DIRECTIONS
Please answer these questions about the passage on value co-creation in social enterprises:
(a) Under the resource-based view, where does a company's competitive advantage come from?
(b) Which operational resources does the passage name as ones customers provide during co-creation?
(c) Given their resource constraints, what can value co-creation be regarded as for social enterprises?

EXTRACT PROVIDED

This shows that the value co-creation behavior between customer and social enterprises can effectively improve enterprise performance and promote the growth of enterprises. By participating in the operation of enterprises through value co-creation, customers can effectively improve the market performance and overall efficiency of enterprises, which is consistent with the idea of co-creation proposed by Prahalad and Ramaswamy [31,85]. Meanwhile, it verifies the idea proposed by Pellicano (2014) [37] that customer participation in the value creation of social enterprises can effectively improve the resource integration of social enterprises and the ability to solve social problems. According to the resource-based view, the competitive advantage of a company comes from the difference in resources [86]. The acquisition and integration of resources is the key to the success of entrepreneurship [87]. In the process of value co-creation, consumers and enterprises create value through the interaction of the resources of both parties, especially the operational resources, such as information and knowledge, that customers provide in the process of co-creation [7], which is a behavior of enterprises used to acquire external resources and build competitive advantages. As social enterprises have more resource constraints [26], value co-creation can be regarded as the network patching behavior of entrepreneurs to acquire and utilize resources through social networks, which is used to break through the existing resource constraints of social enterprises, to improve the overall viability of enterprises, and to achieve sustainable development.

(Pointing and labeling entries)
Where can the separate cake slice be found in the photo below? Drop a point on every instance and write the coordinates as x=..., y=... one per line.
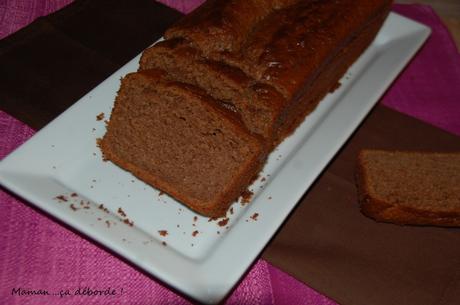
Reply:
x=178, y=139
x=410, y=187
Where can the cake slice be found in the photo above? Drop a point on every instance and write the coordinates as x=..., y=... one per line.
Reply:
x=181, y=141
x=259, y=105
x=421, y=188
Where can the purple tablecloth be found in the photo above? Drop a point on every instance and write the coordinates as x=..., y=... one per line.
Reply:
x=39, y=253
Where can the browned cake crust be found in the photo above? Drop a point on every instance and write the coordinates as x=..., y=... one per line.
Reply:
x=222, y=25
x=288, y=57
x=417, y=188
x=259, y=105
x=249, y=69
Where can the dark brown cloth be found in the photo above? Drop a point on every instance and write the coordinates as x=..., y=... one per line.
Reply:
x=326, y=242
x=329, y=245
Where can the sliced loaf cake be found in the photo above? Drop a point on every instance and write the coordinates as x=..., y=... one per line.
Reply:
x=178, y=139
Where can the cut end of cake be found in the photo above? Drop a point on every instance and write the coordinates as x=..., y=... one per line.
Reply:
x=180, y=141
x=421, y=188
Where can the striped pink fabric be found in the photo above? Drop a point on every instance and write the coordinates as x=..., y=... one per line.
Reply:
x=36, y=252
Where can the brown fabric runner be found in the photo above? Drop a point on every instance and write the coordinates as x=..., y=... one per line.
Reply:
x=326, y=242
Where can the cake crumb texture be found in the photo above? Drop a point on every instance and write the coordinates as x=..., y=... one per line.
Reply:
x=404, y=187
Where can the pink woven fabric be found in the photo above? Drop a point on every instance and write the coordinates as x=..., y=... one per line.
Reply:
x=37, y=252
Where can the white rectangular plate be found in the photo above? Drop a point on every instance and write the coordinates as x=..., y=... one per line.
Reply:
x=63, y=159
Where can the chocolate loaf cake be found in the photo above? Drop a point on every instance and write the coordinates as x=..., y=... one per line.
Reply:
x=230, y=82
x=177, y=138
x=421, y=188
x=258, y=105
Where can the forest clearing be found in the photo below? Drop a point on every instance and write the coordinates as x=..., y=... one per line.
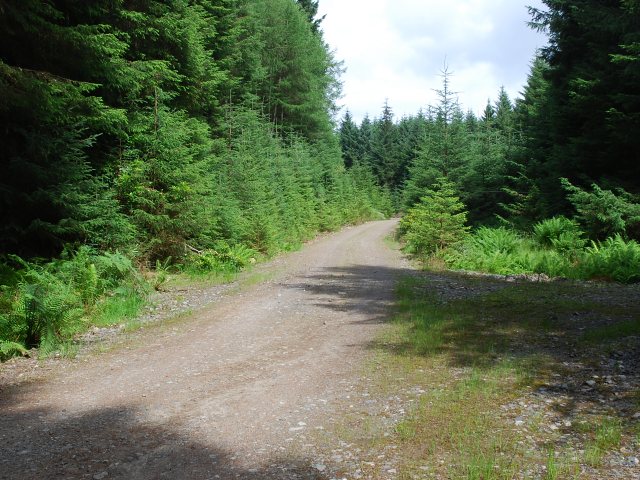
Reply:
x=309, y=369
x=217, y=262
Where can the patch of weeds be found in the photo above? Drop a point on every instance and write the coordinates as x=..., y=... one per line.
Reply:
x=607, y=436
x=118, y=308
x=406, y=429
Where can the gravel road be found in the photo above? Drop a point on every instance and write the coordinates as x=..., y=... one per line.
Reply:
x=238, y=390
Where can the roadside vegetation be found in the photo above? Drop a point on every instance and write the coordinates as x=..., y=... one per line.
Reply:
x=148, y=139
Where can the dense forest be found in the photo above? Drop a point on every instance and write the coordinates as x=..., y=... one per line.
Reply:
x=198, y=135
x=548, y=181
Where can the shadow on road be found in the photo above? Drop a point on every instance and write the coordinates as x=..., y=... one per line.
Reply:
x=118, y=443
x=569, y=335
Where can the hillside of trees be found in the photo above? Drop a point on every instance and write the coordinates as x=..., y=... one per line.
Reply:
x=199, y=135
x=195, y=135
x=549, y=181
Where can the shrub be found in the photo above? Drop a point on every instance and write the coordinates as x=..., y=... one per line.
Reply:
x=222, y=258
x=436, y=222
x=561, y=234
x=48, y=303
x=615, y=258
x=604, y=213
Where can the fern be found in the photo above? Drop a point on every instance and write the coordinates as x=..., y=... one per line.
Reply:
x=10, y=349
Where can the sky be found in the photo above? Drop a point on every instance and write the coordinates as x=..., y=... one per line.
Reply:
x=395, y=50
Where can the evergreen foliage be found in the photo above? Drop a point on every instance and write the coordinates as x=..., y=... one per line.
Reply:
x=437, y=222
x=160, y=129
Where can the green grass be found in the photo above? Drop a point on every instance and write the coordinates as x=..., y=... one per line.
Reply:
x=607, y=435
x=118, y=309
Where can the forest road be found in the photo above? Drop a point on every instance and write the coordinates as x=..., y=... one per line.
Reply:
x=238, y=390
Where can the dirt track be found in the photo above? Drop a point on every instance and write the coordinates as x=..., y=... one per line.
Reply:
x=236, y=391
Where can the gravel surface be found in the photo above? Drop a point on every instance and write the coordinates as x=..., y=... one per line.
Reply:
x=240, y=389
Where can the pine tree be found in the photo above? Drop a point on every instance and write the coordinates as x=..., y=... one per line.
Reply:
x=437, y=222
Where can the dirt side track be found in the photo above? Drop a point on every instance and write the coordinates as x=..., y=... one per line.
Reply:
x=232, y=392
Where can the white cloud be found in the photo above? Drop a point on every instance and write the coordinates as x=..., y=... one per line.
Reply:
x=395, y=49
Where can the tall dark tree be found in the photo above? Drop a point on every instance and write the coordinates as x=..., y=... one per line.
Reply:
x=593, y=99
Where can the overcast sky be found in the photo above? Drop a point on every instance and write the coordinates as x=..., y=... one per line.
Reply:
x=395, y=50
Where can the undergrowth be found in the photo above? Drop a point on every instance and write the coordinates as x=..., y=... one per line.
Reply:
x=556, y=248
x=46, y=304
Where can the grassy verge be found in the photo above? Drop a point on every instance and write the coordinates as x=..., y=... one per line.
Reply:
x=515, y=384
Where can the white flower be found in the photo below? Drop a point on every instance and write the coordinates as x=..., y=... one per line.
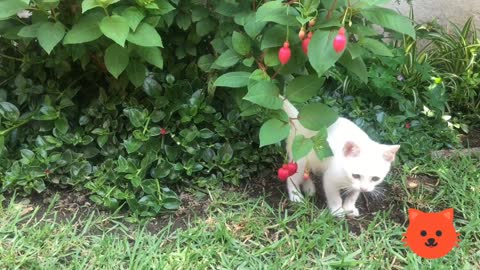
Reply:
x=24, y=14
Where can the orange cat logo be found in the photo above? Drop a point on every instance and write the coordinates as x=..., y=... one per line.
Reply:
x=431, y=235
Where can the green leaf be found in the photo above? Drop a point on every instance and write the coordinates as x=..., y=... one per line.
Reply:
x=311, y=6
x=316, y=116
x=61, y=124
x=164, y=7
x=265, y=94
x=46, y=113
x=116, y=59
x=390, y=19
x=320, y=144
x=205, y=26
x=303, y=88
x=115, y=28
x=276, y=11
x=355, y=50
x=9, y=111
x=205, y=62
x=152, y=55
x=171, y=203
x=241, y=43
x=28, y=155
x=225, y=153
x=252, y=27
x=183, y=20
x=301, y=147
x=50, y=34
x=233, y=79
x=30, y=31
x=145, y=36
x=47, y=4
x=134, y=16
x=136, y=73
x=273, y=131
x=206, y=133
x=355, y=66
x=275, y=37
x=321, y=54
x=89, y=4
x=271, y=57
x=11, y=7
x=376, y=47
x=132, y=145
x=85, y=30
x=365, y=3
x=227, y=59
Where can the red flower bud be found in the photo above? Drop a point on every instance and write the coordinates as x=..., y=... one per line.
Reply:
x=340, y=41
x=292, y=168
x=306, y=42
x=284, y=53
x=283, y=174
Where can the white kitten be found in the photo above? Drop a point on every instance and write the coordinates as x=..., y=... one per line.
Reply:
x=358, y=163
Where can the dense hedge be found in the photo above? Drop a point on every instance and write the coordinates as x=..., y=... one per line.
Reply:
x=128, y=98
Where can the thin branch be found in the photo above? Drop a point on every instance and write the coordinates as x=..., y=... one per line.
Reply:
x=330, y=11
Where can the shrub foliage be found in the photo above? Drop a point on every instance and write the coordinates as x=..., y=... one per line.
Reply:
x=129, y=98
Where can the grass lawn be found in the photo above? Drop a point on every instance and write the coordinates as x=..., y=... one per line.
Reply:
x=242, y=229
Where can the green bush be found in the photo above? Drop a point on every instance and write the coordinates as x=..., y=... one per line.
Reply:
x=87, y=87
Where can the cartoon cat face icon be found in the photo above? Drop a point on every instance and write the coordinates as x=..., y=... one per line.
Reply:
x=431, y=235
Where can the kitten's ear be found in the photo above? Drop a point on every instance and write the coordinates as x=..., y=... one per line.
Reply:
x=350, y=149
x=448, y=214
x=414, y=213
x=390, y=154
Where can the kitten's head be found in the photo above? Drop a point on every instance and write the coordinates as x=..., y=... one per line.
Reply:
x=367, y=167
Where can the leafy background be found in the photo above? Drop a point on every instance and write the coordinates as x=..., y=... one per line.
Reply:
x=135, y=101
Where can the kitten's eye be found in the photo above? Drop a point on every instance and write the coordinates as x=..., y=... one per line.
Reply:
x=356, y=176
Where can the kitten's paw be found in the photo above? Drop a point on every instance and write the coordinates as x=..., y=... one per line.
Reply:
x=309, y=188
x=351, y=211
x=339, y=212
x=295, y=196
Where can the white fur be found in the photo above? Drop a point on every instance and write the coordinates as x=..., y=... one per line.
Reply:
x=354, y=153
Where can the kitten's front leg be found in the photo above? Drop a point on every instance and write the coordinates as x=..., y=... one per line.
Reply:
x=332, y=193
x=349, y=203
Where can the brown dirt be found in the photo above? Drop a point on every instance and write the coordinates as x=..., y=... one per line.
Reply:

PROBLEM SOLUTION
(a) It comes from the difference in resources.
(b) Information and knowledge.
(c) It can be regarded as the network patching behavior of entrepreneurs to acquire and utilize resources through social networks.